Information shown:
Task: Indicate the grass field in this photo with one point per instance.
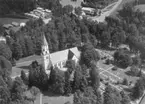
(120, 6)
(70, 2)
(118, 75)
(10, 20)
(140, 7)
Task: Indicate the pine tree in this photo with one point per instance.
(24, 77)
(17, 51)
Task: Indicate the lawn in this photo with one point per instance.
(140, 7)
(52, 99)
(10, 20)
(29, 58)
(70, 2)
(121, 6)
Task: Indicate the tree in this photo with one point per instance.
(105, 38)
(138, 89)
(123, 59)
(94, 76)
(18, 89)
(136, 61)
(57, 81)
(29, 46)
(68, 88)
(134, 70)
(5, 96)
(17, 51)
(70, 64)
(67, 9)
(24, 77)
(5, 51)
(125, 82)
(111, 96)
(125, 98)
(34, 90)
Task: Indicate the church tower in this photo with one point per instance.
(46, 55)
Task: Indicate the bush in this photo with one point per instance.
(108, 62)
(114, 68)
(125, 82)
(122, 59)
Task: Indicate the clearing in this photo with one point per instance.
(140, 7)
(8, 20)
(121, 6)
(76, 3)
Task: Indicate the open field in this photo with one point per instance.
(23, 64)
(52, 99)
(140, 7)
(121, 6)
(10, 20)
(70, 2)
(117, 75)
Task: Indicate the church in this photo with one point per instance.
(58, 59)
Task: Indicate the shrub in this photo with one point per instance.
(108, 62)
(125, 82)
(114, 68)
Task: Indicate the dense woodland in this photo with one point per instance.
(66, 30)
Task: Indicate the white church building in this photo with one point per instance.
(58, 59)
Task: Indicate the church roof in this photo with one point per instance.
(44, 41)
(64, 55)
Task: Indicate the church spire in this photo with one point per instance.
(44, 41)
(45, 55)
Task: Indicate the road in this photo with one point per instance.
(16, 71)
(107, 13)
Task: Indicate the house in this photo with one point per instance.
(88, 10)
(7, 26)
(15, 24)
(58, 59)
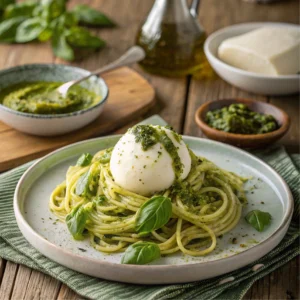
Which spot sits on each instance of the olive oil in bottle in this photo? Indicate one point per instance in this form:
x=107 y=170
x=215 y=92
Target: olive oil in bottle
x=173 y=40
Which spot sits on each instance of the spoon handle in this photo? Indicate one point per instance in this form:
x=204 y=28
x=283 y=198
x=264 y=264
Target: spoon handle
x=133 y=55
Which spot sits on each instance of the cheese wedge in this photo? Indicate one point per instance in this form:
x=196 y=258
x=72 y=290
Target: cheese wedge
x=268 y=50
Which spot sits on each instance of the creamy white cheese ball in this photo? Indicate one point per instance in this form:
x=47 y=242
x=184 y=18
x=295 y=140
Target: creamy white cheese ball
x=146 y=172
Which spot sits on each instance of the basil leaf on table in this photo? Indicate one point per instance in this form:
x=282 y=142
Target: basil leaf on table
x=60 y=46
x=24 y=9
x=84 y=160
x=141 y=253
x=8 y=29
x=258 y=219
x=90 y=16
x=80 y=37
x=76 y=221
x=153 y=214
x=52 y=9
x=30 y=30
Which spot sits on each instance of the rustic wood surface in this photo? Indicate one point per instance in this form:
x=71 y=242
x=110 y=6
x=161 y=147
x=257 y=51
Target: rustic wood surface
x=177 y=100
x=130 y=96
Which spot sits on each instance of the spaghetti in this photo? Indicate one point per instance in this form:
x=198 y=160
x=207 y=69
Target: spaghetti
x=207 y=204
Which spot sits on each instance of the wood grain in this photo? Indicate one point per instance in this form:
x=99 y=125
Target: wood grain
x=130 y=96
x=172 y=104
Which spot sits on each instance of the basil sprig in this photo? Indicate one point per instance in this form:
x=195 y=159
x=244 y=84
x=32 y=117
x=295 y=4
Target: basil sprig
x=76 y=221
x=84 y=160
x=89 y=16
x=153 y=214
x=49 y=19
x=141 y=253
x=258 y=219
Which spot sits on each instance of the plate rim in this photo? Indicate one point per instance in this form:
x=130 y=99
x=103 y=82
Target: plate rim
x=22 y=223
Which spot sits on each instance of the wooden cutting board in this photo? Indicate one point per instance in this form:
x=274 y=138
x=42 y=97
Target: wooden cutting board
x=130 y=95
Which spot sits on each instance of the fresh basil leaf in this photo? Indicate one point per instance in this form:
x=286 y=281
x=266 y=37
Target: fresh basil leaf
x=45 y=35
x=258 y=219
x=153 y=214
x=8 y=29
x=82 y=186
x=30 y=30
x=141 y=253
x=105 y=158
x=99 y=200
x=24 y=9
x=52 y=9
x=82 y=38
x=87 y=184
x=76 y=221
x=90 y=16
x=84 y=160
x=5 y=3
x=60 y=46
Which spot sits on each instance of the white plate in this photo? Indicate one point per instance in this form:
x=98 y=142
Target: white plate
x=252 y=82
x=53 y=240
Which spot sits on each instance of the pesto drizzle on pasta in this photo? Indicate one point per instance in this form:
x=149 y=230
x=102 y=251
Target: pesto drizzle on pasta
x=207 y=204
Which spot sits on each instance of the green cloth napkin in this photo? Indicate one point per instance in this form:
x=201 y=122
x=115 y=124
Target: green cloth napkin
x=14 y=247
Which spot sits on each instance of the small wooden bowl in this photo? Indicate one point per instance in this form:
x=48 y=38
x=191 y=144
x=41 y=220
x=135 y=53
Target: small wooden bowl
x=243 y=140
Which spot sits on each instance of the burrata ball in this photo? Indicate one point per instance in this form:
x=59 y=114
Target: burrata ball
x=146 y=172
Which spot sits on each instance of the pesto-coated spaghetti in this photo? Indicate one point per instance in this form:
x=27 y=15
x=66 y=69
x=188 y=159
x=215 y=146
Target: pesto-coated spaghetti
x=186 y=217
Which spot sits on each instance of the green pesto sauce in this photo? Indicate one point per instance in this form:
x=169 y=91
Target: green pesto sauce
x=41 y=98
x=238 y=118
x=149 y=136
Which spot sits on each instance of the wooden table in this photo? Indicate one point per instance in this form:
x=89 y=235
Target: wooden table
x=177 y=100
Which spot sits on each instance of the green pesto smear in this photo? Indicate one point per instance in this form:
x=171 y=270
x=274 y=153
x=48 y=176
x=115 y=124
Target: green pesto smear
x=41 y=98
x=148 y=136
x=238 y=118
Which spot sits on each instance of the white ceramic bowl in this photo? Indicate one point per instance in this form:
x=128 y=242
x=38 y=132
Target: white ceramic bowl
x=50 y=125
x=249 y=81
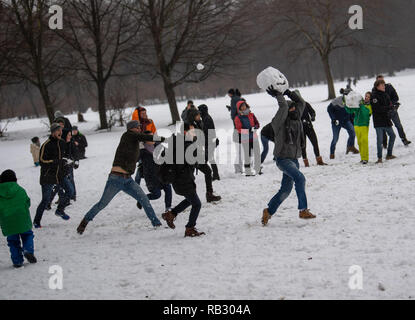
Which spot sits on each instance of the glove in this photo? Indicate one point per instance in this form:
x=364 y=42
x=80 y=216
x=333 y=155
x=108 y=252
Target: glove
x=272 y=92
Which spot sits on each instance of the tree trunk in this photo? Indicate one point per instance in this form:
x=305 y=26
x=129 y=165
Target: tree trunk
x=329 y=76
x=171 y=98
x=101 y=105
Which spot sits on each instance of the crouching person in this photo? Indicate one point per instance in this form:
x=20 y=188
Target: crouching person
x=126 y=157
x=184 y=185
x=15 y=220
x=289 y=141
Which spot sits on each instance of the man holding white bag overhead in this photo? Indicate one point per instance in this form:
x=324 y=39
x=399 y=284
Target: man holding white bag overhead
x=289 y=140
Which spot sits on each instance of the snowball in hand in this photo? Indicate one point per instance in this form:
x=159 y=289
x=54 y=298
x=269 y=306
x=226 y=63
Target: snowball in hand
x=272 y=77
x=353 y=100
x=200 y=66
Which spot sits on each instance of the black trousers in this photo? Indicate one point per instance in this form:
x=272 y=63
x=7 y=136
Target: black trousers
x=310 y=133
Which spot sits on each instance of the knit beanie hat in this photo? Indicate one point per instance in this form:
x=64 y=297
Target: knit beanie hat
x=8 y=176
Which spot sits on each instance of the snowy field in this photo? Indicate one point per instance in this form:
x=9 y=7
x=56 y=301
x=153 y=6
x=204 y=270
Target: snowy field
x=366 y=217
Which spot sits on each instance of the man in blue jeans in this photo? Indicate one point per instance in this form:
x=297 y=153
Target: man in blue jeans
x=341 y=119
x=289 y=141
x=120 y=179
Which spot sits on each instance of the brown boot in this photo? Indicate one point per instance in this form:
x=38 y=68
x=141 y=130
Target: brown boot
x=320 y=161
x=210 y=197
x=169 y=217
x=266 y=217
x=82 y=226
x=352 y=150
x=192 y=232
x=306 y=214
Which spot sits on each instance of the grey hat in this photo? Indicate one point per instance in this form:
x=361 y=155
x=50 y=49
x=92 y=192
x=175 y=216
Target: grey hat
x=59 y=114
x=133 y=124
x=54 y=127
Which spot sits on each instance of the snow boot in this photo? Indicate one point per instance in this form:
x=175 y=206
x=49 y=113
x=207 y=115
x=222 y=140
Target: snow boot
x=82 y=226
x=210 y=197
x=391 y=157
x=306 y=214
x=320 y=161
x=192 y=233
x=30 y=257
x=266 y=217
x=352 y=150
x=169 y=217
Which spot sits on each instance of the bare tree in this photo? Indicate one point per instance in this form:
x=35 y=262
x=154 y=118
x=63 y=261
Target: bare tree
x=319 y=25
x=184 y=33
x=101 y=33
x=35 y=54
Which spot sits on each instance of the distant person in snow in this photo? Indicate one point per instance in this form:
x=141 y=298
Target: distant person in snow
x=80 y=142
x=35 y=150
x=15 y=221
x=381 y=107
x=394 y=115
x=246 y=125
x=124 y=165
x=341 y=119
x=289 y=141
x=361 y=126
x=308 y=117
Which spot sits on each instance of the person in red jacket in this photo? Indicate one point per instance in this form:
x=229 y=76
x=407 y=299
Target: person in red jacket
x=246 y=123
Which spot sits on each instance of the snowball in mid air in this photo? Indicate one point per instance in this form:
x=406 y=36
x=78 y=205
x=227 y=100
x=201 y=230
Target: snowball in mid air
x=272 y=77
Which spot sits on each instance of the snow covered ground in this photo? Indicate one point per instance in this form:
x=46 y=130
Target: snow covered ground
x=365 y=218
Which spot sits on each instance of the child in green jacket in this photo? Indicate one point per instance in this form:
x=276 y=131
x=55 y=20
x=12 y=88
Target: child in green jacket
x=15 y=220
x=361 y=126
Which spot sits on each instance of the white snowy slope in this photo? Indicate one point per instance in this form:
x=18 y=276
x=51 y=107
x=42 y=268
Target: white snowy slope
x=366 y=217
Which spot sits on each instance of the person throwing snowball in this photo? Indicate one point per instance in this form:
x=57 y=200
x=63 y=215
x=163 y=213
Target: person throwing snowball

Action item: A single number is the whole answer: report how many lines in the data above include the word "throwing".

Finished task: 2